- **What to do**
Scan the material that follows. Copy every line containing the word "approximate".

- **Information supplied**
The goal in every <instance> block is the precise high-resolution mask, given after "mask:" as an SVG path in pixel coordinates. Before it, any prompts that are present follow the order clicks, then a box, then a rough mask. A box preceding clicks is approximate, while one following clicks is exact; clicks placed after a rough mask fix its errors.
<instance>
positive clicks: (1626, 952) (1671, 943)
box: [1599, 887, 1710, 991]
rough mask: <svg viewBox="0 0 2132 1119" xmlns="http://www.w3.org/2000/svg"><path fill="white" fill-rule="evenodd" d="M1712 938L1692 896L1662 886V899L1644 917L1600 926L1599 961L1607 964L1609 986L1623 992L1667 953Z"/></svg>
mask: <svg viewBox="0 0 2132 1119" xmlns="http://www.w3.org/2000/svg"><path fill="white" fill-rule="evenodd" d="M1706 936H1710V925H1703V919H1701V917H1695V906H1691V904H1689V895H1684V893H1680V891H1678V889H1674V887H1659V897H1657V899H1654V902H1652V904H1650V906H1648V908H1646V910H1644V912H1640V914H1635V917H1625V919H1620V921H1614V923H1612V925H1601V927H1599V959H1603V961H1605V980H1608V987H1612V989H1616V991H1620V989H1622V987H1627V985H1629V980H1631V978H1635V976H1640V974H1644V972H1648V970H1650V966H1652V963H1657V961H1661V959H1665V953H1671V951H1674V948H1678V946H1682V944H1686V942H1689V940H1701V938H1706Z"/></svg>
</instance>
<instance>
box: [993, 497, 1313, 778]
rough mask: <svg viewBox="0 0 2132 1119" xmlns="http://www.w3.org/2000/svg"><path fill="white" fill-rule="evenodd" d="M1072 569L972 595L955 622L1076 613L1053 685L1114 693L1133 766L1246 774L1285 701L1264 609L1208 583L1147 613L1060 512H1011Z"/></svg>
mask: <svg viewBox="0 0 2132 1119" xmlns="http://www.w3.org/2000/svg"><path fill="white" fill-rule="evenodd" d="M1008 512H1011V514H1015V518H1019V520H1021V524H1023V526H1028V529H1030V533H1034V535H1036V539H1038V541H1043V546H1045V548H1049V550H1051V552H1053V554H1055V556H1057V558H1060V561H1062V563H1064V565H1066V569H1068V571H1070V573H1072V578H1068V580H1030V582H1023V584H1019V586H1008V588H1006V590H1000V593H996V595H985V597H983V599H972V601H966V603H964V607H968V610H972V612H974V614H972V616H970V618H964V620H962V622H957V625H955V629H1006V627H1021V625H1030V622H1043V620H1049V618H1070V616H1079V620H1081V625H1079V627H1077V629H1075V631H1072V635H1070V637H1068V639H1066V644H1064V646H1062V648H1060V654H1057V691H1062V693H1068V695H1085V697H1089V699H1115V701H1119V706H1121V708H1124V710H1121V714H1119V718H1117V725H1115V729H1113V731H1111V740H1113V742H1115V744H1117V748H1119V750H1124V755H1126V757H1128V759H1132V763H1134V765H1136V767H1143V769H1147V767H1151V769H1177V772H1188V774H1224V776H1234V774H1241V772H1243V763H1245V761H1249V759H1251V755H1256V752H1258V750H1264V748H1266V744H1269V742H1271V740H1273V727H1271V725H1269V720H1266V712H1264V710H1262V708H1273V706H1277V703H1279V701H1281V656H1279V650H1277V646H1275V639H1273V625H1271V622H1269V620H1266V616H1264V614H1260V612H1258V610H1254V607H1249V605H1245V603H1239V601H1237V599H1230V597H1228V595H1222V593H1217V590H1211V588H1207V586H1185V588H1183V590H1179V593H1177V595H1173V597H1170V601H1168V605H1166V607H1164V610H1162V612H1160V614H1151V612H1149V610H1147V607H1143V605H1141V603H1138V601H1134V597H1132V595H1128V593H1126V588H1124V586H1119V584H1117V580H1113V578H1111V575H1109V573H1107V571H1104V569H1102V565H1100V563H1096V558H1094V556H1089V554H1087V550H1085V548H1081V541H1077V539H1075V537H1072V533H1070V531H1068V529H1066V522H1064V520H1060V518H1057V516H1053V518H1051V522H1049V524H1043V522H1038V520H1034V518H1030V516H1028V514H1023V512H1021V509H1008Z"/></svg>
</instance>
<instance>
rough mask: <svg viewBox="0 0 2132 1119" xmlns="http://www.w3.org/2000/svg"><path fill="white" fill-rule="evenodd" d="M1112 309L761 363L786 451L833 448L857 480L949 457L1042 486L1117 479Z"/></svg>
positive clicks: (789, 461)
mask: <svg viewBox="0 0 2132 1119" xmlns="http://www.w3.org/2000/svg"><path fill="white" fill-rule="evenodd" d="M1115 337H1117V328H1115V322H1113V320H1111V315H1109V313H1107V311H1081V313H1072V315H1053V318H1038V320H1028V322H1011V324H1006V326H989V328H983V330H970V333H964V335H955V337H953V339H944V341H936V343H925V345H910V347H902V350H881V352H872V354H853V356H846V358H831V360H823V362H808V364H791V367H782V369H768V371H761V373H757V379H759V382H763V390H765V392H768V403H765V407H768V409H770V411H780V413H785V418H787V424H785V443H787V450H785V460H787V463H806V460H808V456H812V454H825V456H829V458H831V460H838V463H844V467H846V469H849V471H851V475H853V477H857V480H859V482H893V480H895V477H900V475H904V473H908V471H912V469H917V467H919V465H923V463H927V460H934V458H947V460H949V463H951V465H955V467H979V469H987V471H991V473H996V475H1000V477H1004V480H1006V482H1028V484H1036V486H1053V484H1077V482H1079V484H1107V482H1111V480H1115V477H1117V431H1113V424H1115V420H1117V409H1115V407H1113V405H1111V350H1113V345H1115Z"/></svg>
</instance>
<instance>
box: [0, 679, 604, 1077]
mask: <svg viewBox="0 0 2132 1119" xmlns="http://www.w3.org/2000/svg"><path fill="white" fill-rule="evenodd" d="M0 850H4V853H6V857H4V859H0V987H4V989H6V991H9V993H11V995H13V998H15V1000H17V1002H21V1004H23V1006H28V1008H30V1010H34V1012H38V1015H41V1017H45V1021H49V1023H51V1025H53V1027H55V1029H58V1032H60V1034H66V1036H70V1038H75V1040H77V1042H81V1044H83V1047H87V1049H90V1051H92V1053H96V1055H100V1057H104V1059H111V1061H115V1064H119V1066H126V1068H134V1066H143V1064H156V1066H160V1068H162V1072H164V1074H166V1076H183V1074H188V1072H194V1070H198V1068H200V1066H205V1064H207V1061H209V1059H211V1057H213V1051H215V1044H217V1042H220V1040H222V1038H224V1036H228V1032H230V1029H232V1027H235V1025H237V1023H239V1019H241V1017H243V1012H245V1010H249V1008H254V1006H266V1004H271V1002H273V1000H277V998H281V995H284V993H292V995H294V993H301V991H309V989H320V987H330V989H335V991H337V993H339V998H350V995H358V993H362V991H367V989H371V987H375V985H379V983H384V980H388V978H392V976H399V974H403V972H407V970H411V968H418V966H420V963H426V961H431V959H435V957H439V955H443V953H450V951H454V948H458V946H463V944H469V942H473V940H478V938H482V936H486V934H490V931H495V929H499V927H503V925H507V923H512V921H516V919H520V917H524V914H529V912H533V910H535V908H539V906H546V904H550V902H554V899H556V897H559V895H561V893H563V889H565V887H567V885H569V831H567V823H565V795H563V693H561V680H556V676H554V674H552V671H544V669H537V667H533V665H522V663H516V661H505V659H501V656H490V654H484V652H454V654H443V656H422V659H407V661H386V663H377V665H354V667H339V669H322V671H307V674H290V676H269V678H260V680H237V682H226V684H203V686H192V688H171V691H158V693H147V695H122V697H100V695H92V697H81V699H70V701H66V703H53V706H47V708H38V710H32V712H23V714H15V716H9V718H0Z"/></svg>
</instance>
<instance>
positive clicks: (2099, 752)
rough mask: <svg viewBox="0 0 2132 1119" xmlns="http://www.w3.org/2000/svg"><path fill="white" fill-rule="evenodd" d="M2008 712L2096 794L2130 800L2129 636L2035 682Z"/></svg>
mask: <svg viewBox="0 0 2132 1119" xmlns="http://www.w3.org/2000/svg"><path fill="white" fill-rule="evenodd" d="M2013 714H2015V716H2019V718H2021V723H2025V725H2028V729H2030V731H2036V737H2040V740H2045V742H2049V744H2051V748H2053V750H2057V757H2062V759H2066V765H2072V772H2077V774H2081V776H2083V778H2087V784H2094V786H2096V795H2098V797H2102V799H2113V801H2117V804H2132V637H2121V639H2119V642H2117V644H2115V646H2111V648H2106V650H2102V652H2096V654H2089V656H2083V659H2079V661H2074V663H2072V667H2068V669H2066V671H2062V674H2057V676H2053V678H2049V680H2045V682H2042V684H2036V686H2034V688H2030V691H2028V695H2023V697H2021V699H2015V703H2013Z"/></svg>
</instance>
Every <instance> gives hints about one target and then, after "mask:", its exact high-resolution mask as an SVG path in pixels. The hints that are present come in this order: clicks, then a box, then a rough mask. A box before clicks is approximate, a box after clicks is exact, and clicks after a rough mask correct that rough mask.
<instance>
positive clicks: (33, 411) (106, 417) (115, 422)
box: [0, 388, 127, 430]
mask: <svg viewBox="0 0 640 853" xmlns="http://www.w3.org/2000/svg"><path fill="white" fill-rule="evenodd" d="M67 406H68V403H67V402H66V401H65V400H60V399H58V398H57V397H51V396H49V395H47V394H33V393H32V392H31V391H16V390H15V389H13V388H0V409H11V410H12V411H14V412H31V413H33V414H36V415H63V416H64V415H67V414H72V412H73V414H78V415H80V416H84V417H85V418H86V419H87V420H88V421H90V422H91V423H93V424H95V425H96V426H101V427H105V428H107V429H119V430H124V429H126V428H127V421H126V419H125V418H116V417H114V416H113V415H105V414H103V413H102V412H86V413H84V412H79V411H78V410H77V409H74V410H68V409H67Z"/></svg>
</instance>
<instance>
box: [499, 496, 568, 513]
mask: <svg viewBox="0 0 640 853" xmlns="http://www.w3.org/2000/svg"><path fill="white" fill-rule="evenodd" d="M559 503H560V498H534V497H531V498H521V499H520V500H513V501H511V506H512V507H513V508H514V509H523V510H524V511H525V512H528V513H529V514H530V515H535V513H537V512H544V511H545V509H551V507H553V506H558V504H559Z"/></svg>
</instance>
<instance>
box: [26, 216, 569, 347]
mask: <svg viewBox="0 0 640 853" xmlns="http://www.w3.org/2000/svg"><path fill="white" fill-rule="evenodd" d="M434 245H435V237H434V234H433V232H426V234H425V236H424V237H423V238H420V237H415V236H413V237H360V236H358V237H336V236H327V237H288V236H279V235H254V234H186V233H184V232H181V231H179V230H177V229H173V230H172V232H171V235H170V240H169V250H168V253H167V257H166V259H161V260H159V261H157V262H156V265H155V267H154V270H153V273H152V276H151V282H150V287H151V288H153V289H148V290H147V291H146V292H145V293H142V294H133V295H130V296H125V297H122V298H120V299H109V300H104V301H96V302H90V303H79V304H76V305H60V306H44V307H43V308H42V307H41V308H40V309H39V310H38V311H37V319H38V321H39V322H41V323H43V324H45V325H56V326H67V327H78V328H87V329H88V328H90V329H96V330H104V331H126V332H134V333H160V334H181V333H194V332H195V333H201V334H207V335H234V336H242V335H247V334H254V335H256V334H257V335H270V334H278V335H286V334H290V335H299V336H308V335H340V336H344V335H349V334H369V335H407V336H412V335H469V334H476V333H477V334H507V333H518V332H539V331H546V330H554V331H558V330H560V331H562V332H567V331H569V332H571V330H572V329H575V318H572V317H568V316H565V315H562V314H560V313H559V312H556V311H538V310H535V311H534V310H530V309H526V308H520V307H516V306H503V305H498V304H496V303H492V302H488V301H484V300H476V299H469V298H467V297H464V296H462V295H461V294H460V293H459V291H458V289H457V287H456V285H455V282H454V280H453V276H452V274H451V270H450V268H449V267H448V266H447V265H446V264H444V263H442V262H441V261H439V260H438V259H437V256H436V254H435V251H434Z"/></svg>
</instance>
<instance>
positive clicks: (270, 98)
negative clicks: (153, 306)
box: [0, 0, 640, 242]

- **The answer**
The goal in every <instance> block is the precise high-resolution mask, given after "mask:" as an SVG path in pixel coordinates. Before it, any prompts that are present follow the order clicks, then a box, then a rough mask. A box preceding clicks is approximate, while one following clicks is exact; clicks placed after a rough mask fix its errors.
Every <instance> gives hints about one target and then, after "mask:", its exact high-resolution mask as an SVG path in pixels. The hints that are present come in this order: clicks, then a box, then a rough mask. A box before clicks is approximate, a box after clicks is exact, and clicks after a rough mask correct that rough mask.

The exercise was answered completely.